--- Begin Document section ---
# Warding off Feral Cats



## Mooney Cat (Aug 28, 2008)

Question for everyone.

We currently have two feral barn cats that we rescued about 2 months ago, and just noticed a few days ago that there is a new feral cat hanging around. Not a problem normally but this new cat is bullying the two other cats and taking all of their food.

Is there any ways to scare this new cat off so that the other two cat eat and relax in peace?


----------



## Mitts & Tess (Sep 4, 2004)

Ive seen aggressive ferals change after we neutered them. Guess I should ask are all your kitties S/N? Sometime that plays into this. Im assuming your free feeding them? They can back off till the new cat is done. 

S/N helps even out the relationships with in feral cat colonies so they can live peaceablely


----------



## Mooney Cat (Aug 28, 2008)

Our two cats are not neutered, and we cant tell if the new cat is male or female, we think its female. 

Whe I walk out there I am able to scare it off and it stays at a distance until I am gone. However, tonight when my when went out there to scare it off it just sat there and started hissing at her.


----------



## Jeanie (Jun 18, 2003)

I agree with Merry. Cats get many of their injuries from fighting, and this can be helped by spaying and neutering. I would borrow a humane trap from the Humane Society, and ask at the same time, if they will help by spaying and neutering. You would be doing the cats a huge service, and probaby help them to live longer. 

If you have no luck with the Humane Society, there are lists of organizations at the top of this forum.
--- End Document section ---
--- Begin Information provided ---
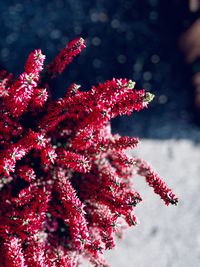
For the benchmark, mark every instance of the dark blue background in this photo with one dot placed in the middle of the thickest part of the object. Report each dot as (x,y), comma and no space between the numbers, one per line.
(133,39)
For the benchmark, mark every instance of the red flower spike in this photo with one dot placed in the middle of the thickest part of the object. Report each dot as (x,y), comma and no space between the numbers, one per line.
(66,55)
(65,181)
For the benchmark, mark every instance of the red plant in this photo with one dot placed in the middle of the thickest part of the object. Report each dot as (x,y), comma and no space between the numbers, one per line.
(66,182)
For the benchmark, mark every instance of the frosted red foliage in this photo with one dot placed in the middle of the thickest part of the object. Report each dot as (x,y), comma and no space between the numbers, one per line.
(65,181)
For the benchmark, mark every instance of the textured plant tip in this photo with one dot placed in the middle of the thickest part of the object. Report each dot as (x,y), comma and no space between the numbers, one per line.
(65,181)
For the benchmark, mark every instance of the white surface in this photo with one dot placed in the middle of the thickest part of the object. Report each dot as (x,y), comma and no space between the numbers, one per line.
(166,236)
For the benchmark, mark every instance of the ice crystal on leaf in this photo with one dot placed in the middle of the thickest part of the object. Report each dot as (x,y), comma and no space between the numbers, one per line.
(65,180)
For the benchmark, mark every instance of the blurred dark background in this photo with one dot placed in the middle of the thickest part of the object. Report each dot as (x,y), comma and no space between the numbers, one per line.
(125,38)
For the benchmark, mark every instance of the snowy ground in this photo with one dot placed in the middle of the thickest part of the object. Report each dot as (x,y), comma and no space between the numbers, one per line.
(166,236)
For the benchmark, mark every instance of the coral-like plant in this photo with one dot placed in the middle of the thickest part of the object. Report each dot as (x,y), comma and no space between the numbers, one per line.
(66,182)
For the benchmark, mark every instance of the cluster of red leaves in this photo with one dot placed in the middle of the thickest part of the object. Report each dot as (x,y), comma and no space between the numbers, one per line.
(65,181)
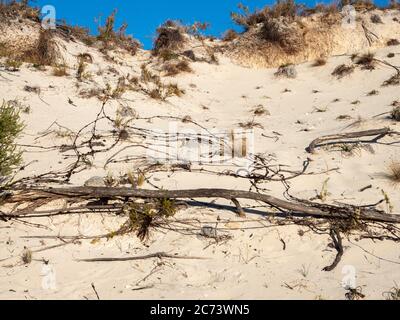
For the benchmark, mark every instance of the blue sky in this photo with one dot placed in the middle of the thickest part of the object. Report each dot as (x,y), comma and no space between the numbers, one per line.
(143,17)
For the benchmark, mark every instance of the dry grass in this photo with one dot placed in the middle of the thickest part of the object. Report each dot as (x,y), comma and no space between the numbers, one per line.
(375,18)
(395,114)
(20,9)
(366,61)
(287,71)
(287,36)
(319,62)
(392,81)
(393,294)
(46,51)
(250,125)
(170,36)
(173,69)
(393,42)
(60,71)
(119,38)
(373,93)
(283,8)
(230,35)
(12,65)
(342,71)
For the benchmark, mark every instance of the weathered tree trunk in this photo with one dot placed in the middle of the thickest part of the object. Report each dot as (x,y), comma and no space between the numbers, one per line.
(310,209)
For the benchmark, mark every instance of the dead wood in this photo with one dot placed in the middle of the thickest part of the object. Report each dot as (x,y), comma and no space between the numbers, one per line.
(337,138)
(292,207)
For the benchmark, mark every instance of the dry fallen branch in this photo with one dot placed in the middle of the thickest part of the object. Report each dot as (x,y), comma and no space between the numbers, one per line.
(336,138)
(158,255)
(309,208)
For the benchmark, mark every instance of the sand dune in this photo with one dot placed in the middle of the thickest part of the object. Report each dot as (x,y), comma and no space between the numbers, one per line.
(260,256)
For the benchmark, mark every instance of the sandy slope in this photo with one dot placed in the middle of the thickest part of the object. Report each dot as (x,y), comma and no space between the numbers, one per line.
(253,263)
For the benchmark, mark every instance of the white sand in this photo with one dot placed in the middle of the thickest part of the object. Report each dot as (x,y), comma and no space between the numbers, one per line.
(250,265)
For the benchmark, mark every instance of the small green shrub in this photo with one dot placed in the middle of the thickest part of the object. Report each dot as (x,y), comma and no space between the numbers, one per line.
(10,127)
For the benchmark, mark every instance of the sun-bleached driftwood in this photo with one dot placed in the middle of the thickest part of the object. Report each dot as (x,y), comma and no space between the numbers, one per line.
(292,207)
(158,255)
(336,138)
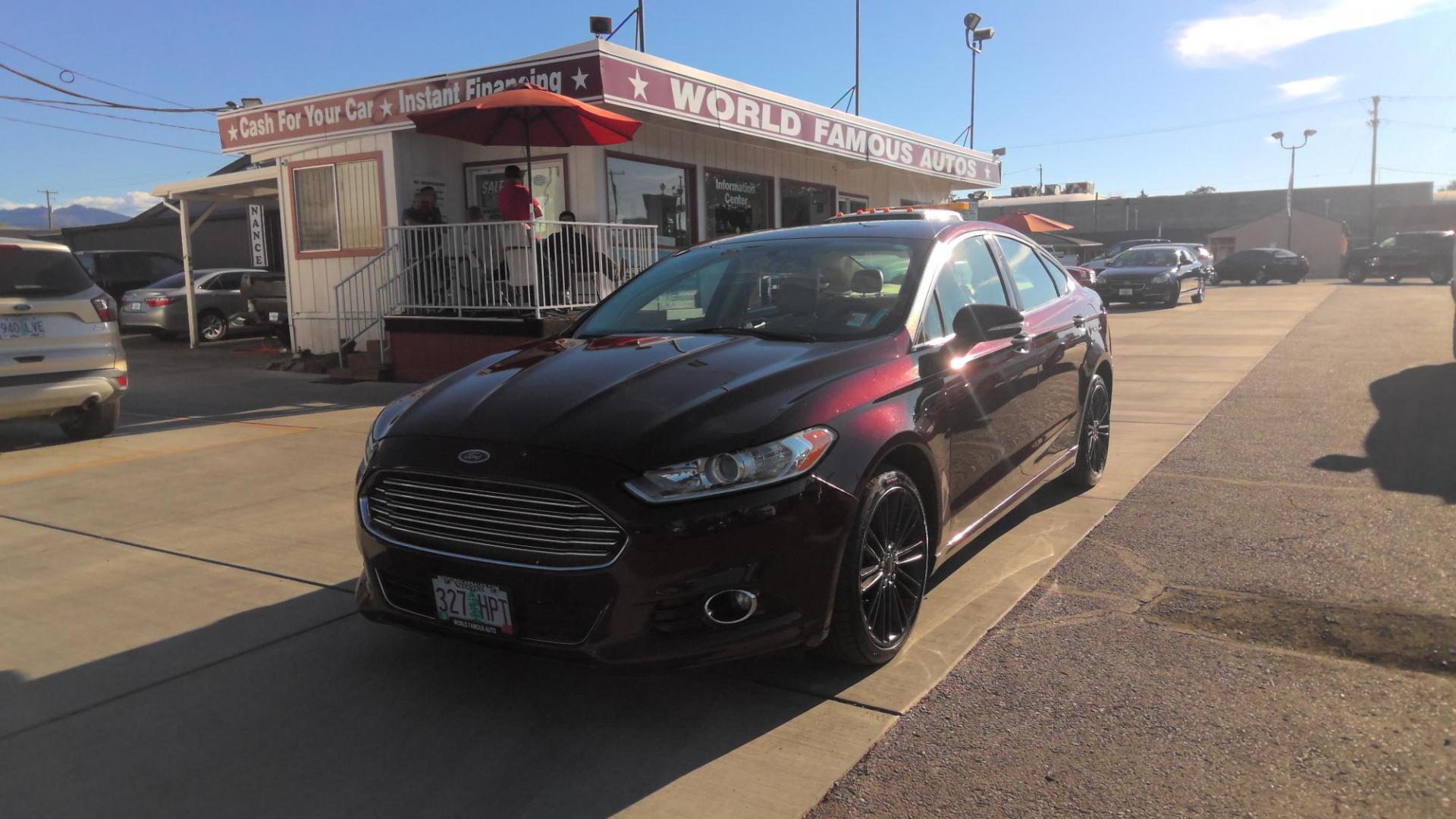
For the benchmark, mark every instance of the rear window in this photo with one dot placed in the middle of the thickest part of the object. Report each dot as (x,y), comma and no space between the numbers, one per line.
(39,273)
--- End Information provided ---
__Tasks and exercises__
(a) Copy the stretch of the feral cat thread from "Is there any" through "cat is done." word for word.
(b) Find each line of the records that contains the word "surface" and copy those lines.

__Solution set__
(a)
Is there any ways to scare this new cat off so that the other two cat eat and relax in peace?


----------



## Mitts & Tess (Sep 4, 2004)

Ive seen aggressive ferals change after we neutered them. Guess I should ask are all your kitties S/N? Sometime that plays into this. Im assuming your free feeding them? They can back off till the new cat is done.

(b)
For the benchmark, mark every instance of the white surface in this photo with one dot placed in the middle of the thickest part of the object. Report each dot as (x,y), comma and no space between the numbers, one per line.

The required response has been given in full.